(Exercise inputs begins)

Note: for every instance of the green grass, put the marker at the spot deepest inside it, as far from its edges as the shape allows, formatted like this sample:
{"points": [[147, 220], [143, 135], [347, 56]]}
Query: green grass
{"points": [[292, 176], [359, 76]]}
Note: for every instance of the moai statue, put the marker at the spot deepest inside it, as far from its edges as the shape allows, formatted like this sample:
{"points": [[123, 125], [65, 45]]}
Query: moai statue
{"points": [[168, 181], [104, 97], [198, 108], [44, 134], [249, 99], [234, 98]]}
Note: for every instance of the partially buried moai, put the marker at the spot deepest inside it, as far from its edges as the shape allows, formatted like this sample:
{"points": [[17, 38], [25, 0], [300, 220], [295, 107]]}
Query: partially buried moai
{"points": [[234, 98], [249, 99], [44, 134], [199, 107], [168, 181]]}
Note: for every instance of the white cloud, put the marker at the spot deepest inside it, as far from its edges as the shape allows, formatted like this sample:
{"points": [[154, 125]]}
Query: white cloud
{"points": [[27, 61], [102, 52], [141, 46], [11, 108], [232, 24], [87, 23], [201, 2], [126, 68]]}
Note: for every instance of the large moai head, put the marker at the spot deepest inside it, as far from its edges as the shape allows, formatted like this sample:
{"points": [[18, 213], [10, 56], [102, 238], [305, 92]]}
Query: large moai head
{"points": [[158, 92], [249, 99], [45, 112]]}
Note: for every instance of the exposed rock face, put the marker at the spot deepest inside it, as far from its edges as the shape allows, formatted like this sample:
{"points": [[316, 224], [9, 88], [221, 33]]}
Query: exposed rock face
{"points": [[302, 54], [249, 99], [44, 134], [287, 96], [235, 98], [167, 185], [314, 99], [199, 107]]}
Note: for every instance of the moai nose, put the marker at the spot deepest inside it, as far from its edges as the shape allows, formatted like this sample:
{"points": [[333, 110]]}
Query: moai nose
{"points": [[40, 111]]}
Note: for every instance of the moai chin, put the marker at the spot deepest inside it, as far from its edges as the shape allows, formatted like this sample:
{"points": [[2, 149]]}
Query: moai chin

(Exercise inputs ends)

**Your instructions**
Transcribe the listing above in full, word for word.

**Solution**
Note: for every instance of the green grass, put the marker at the spot deepest inside it, as far from its edges as the shape allows, formatted like this sample:
{"points": [[147, 220], [143, 135], [347, 56]]}
Query: green grass
{"points": [[292, 176], [359, 76]]}
Note: for every instance of the moai statue, put the marker at the spot deepest inside it, as far from its edges as the shape allows, formatted like this sample:
{"points": [[123, 125], [65, 45]]}
Query: moai statue
{"points": [[168, 181], [104, 97], [198, 108], [44, 134], [249, 99], [234, 98]]}
Note: for every instance of the partially buried moai, put the marker at the spot deepest inside it, as far from its edges as the shape allows, formatted like this sample:
{"points": [[17, 38], [25, 0], [300, 220], [295, 107]]}
Query: partially buried moai
{"points": [[234, 98], [249, 99], [44, 134], [199, 107], [168, 181]]}
Note: for every instance of the white cloud, put the marker at the spot deepest inside it, as far from its edges as the shape allows, formatted like this sample:
{"points": [[154, 125]]}
Query: white cloud
{"points": [[27, 61], [102, 52], [141, 46], [11, 108], [232, 24], [87, 23], [201, 2], [126, 68]]}
Note: for every instance of the large moai head, put the marker at the spot deepest inside it, as far from its edges as the shape allows, formatted like this sample:
{"points": [[18, 213], [10, 56], [102, 238], [305, 92]]}
Query: large moai head
{"points": [[158, 92], [249, 99], [45, 112]]}
Note: for every instance of the exposed rock face, put the marker at the spot deepest inside it, as far from its edges as the shape allows, formatted like this sample:
{"points": [[316, 224], [9, 88], [221, 33]]}
Query: exposed rock face
{"points": [[302, 54], [249, 99], [44, 134], [287, 96], [235, 98], [167, 185], [314, 99], [199, 107]]}
Note: for every instance of the moai nose, put the marker at the spot deepest inside it, as far from its edges as the shape allows, formatted like this sample:
{"points": [[333, 110]]}
Query: moai nose
{"points": [[40, 111]]}
Note: for every instance of the moai chin, put the marker at the spot deepest inside it, as far from its edges as the shape allows, formatted like this sample:
{"points": [[2, 149]]}
Query: moai chin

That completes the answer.